Text section -
Imagine this: you’re in charge of one of the biggest tech companies in the world. Since the founding of your company, you’ve been at the top of your game, but over the last few years, you’ve faced fierce competition. Numbers are dwindling and, as if out of nowhere, your once incredibly successful business finds itself facing bankruptcy.

What do you do?

When it comes to technology, few names resonate as universally as Apple and its suite of products. From Apple watches to iPhones, Apple’s innovations have become an integral part of many people’s daily lives, rivalling with fellow industry giants like Microsoft.

But there was a time when today’s tech-giant faced bankruptcy. What happened, and how did Apple get to where it is now despite facing adversity?

Overcoming adversity

Whilst currently at the top of its game, Apple’s journey to the top was not without its share of setbacks. Founded in 1976, the company thrived initially, but by the late 1980s, it was beginning to struggle.

The 1990s were a tumultuous time for Apple. Products like the PowerBook in 1991 showed its potential to still innovate, but internally, the company struggled with conflicts, leadership changes, and a faltering market share.

Apple was faced with intense competition, notably from Microsoft Windows PCs, which were generally cheaper and had a wider range of software applications.

By the mid-1990s, Apple’s financial situation had deteriorated significantly, culminating in substantial losses. Missteps nearly led to its downfall, with the company even coming close to bankruptcy.

It was the return of Steve Jobs as CEO and his introduction of new products that managed to turn the tide. Jobs streamlined the product line, focused the company’s efforts on innovation, and restored its financial health.

The true game-changer came in 2007 with the introduction of the iPhone, which combined a phone, an iPod, and an internet communicator into a single device. This fundamentally changed the smartphone industry and solidified a new era of innovation, as well as Apple’s position as a tech powerhouse.

Exercise 1 - Swap "tumultuous" for "turbulent" in the Apple history text, starting at "When it comes" and ending at "faltering market share.", and give that stretch back.
Exercise 2 - Carry the Apple history text forward from its final sentence.

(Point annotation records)
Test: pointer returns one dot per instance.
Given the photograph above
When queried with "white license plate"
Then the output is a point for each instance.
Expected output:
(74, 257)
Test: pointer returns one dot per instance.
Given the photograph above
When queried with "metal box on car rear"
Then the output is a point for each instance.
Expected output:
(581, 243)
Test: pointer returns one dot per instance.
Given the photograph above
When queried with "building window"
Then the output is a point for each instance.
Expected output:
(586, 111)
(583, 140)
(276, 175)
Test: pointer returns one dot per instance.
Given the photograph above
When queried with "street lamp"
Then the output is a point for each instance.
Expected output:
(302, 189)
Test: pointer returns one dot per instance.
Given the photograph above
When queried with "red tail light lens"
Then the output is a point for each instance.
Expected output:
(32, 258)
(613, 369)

Task answer 1 -
When it comes to technology, few names resonate as universally as Apple and its suite of products. From Apple watches to iPhones, Apple’s innovations have become an integral part of many people’s daily lives, rivalling with fellow industry giants like Microsoft.

But there was a time when today’s tech-giant faced bankruptcy. What happened, and how did Apple get to where it is now despite facing adversity?

Overcoming adversity

Whilst currently at the top of its game, Apple’s journey to the top was not without its share of setbacks. Founded in 1976, the company thrived initially, but by the late 1980s, it was beginning to struggle.

The 1990s were a turbulent time for Apple. Products like the PowerBook in 1991 showed its potential to still innovate, but internally, the company struggled with conflicts, leadership changes, and a faltering market share.

Task answer 2 -
There’s a name for the concept of facing adversity head-on and making sure you come out of a tricky situation stronger than ever before. It is known as antifragility. A classic example of antifragility is the Greek Hydra – when one head is cut off, two more grow back in its place.

We just discussed another classic example: Apple. Despite facing bankruptcy in the ’90s, Apple is now back at the top of its innovation game. The story of Apple shows that adversity can be nothing but a stumbling block on the road to greatness.

Overcoming adversity in cybersecurity

When it comes to cybersecurity, businesses in today’s world are faced with the harsh reality that someday, sooner rather than later, they will get targeted by a cyber-attack.

New cyber threats emerge every day. Hackers find new ways to exploit what already exists as well as what is yet to come – it is an arms race that you are never going to win. This is why an antifragile approach to cybersecurity makes sense.

By embracing strategies like Zero Trust, which prioritizes authentication and verification, but also resilience and adaptability, you embrace the idea of antifragility. Doing so, businesses can not only weather storms but emerge stronger and more resilient in the face of ever-evolving threats.